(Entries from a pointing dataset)
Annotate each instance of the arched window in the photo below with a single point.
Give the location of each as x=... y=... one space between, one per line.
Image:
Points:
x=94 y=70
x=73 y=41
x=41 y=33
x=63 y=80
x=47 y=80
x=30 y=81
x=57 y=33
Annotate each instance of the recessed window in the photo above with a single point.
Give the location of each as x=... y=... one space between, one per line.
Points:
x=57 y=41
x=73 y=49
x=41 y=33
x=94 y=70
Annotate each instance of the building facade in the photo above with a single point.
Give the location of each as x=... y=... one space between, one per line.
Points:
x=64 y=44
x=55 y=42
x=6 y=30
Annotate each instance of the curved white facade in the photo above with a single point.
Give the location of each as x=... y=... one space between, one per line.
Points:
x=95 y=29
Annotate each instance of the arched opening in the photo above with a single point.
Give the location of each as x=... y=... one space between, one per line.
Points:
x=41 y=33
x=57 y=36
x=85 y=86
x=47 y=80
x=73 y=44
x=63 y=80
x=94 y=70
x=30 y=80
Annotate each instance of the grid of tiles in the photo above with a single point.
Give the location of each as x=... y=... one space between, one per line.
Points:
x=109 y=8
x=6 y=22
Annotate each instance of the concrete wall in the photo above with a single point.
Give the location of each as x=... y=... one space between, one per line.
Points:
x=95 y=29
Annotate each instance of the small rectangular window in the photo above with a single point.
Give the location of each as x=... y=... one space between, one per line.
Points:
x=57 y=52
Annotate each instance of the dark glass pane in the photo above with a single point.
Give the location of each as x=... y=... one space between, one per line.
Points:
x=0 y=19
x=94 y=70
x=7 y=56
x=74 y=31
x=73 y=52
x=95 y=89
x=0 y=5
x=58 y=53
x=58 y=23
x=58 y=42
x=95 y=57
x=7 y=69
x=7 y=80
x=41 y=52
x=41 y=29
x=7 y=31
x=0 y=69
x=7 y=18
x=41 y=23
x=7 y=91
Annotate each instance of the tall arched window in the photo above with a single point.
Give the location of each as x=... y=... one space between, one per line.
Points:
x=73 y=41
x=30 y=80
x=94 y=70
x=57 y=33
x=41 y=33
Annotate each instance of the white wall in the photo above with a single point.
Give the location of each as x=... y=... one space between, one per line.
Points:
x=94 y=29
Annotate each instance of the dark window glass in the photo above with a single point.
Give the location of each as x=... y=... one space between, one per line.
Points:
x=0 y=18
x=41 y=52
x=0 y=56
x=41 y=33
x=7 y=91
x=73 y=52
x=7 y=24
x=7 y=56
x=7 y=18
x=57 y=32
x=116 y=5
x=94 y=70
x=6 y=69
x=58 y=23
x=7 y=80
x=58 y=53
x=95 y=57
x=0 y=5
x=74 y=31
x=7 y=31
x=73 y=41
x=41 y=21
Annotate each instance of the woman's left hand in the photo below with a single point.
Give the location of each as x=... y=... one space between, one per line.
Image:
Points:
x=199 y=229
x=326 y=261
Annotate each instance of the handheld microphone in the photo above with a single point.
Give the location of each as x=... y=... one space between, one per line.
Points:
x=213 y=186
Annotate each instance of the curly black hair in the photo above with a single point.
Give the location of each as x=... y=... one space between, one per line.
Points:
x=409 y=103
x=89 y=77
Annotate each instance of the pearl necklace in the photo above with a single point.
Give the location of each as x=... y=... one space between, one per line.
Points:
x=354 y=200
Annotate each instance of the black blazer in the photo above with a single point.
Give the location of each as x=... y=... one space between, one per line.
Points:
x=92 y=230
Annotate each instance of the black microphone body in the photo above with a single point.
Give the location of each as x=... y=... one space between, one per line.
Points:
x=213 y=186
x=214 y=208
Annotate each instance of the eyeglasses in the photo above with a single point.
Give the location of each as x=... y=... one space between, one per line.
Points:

Problem: Return every record above exactly as it appears.

The output:
Annotate each instance of the arched window in the photo below with a single point.
Give the location of each as x=... y=... one space between, one per line.
Image:
Points:
x=94 y=70
x=73 y=41
x=41 y=33
x=63 y=80
x=47 y=80
x=30 y=81
x=57 y=33
Annotate each instance of the recessed window in the photo above with a single point.
Give the location of each as x=... y=... one space between, one per line.
Points:
x=57 y=41
x=73 y=49
x=41 y=33
x=94 y=70
Annotate each instance of the building facade in the photo above with a single point.
Give the location of each as x=... y=... one space between, one per line.
Points:
x=64 y=44
x=55 y=42
x=6 y=30
Annotate each instance of the curved white facade in the photo above with a single point.
Give the location of each as x=... y=... one space between, one per line.
Points:
x=95 y=29
Annotate each instance of the arched opening in the photo above with a single point.
Give the location of each as x=... y=... one space between, one per line.
Points:
x=41 y=33
x=57 y=36
x=85 y=86
x=47 y=80
x=73 y=44
x=63 y=80
x=94 y=70
x=30 y=80
Annotate each instance of the grid of tiles in the photo above with a single point.
Give the location of each as x=... y=... one space between, one per line.
Points:
x=109 y=8
x=6 y=22
Annotate each instance of the concrete wall in the photo above with a single point.
Give the location of each as x=... y=... one space between, one per line.
Points:
x=95 y=29
Annotate each instance of the small rectangular window in the photo above with a single point.
Give the location of each as x=... y=... one space between, one per line.
Points:
x=57 y=52
Annotate each instance of the dark glass pane in the photo above with a single point.
Give the location of each as x=... y=... one space between, one per line.
Points:
x=0 y=19
x=94 y=70
x=7 y=56
x=74 y=31
x=73 y=52
x=95 y=89
x=0 y=5
x=58 y=53
x=58 y=23
x=58 y=42
x=95 y=57
x=7 y=69
x=7 y=80
x=41 y=52
x=41 y=29
x=7 y=31
x=0 y=69
x=7 y=18
x=41 y=23
x=7 y=91
Annotate each instance of the tall arched window in the photo above with a single point.
Give the location of each as x=... y=... one space between, one per line.
Points:
x=73 y=41
x=30 y=80
x=94 y=70
x=57 y=33
x=41 y=33
Annotate each instance of the white wall in the photo above with a single point.
Give the location of each as x=... y=... one space between, one per line.
Points:
x=94 y=29
Annotate each instance of the dark window glass in the photo above with a single point.
Give the location of each as x=... y=... one space between, one per line.
Points:
x=0 y=18
x=41 y=52
x=0 y=56
x=41 y=33
x=7 y=91
x=73 y=52
x=7 y=24
x=7 y=56
x=7 y=18
x=57 y=32
x=116 y=5
x=94 y=70
x=6 y=69
x=58 y=23
x=7 y=80
x=58 y=53
x=95 y=57
x=0 y=5
x=74 y=31
x=7 y=31
x=73 y=41
x=41 y=21
Annotate each instance of the woman's left hand in the photo below with a single point.
Give the location of each as x=... y=... one space between, one per line.
Image:
Points:
x=199 y=229
x=326 y=261
Annotate each instance of the handheld microphone in the photo above with a single point.
Give the location of each as x=... y=... one space between, one per line.
Points:
x=213 y=186
Annotate each instance of the curly black hair in the photo above with a single point.
Give the location of each as x=... y=... one space between, one per line.
Points:
x=409 y=103
x=89 y=77
Annotate each instance of the pearl necklace in the photo above with a single point.
Give the location of each as x=... y=... one space between, one per line.
Points:
x=354 y=200
Annotate each instance of the black blazer in the photo above with a single point.
Give the location of each as x=... y=... one space between, one per line.
Points:
x=92 y=230
Annotate each instance of the black microphone body in the photo above with a single point.
Give the location of each as x=... y=... one space between, one per line.
Points:
x=213 y=186
x=214 y=208
Annotate each instance of the eyeglasses in the photo above with a single point.
Give the location of each as x=... y=... one space between, one per line.
Points:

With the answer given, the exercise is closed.